=== Annotation records ===

+++

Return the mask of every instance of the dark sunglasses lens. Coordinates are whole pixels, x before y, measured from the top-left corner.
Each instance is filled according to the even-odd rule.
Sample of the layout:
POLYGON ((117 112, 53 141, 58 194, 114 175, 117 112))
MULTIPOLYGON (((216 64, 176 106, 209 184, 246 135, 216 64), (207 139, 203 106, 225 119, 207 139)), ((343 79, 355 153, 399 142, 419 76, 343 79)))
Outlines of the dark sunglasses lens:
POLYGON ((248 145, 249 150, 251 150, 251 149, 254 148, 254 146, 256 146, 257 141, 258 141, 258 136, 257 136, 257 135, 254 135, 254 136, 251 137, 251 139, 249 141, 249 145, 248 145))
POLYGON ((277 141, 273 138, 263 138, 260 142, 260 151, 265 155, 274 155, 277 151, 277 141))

+++

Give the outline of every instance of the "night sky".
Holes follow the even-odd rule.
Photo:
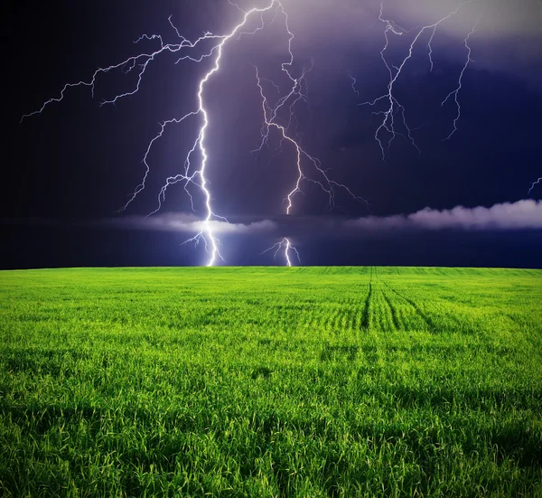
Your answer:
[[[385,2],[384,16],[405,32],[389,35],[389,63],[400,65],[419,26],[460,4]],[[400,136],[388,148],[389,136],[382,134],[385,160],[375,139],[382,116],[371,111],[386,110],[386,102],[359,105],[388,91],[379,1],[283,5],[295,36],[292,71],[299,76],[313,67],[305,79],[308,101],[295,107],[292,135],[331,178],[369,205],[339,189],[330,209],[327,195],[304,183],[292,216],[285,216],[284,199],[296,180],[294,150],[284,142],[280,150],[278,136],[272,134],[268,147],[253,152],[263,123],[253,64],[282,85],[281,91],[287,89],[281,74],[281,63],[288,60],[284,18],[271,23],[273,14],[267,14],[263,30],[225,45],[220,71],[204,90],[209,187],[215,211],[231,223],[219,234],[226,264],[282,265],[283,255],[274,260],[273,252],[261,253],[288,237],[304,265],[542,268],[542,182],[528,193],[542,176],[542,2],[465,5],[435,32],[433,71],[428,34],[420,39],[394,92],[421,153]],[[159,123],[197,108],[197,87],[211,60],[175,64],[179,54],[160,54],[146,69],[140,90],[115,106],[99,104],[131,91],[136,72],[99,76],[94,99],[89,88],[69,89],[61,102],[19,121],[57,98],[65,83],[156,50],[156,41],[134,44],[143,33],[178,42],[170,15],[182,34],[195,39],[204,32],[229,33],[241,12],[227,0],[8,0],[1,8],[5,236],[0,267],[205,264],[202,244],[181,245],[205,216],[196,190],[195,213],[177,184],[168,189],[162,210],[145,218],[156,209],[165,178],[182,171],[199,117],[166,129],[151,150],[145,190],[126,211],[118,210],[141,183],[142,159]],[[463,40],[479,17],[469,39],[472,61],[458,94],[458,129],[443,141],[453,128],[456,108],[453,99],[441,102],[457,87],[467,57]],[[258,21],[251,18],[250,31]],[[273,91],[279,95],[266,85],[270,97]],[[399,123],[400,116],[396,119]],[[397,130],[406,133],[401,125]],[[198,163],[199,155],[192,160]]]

+++

=== TASK GOAL ===
Can you write out the part of the data that opens with the line containing "Return the mask" and closes with the line containing "POLYGON ((248 145, 249", offsetting every coordinate in the answer outlines by 114 while leaving the request text and its layout sample unchanged?

=== RESULT ===
Return the mask of every instance of the dark sunglasses lens. Coordinates are whole pixels, x before y, measured from the top-left corner.
Each instance is filled according to the even-odd rule.
Sample of the layout:
POLYGON ((117 112, 53 141, 58 194, 114 175, 117 112))
MULTIPOLYGON (((216 64, 176 106, 209 184, 246 135, 216 64), (207 139, 203 106, 225 119, 207 139)), ((343 79, 355 153, 399 142, 419 76, 343 79)))
Outlines of the dark sunglasses lens:
POLYGON ((362 259, 363 264, 365 264, 365 263, 368 262, 368 260, 370 260, 371 255, 372 255, 372 250, 371 250, 371 249, 368 249, 368 250, 365 251, 365 253, 363 255, 363 259, 362 259))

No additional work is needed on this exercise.